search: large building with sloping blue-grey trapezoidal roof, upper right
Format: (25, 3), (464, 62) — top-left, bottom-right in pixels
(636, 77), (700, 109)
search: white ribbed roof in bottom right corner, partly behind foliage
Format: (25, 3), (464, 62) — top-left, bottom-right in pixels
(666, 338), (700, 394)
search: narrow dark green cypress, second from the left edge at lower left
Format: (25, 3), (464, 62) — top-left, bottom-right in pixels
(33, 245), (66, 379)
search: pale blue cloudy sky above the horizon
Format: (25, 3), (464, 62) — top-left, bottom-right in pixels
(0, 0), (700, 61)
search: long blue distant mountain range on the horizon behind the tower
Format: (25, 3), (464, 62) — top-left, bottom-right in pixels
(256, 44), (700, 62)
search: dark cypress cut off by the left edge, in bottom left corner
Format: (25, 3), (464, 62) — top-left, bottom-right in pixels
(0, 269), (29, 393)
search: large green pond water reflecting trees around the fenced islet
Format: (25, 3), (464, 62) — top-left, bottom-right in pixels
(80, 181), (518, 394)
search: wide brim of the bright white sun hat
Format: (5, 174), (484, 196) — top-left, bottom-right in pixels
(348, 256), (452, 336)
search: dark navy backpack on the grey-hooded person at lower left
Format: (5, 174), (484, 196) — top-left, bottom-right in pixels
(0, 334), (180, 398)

※ ※ ※

* **WORK TASK**
Out of the records above, pick each line that contains the string "lower".

* **RESULT OF THIS EXERCISE**
search: narrow dark green cypress, second from the left edge at lower left
search: dark navy backpack on the grey-hooded person at lower left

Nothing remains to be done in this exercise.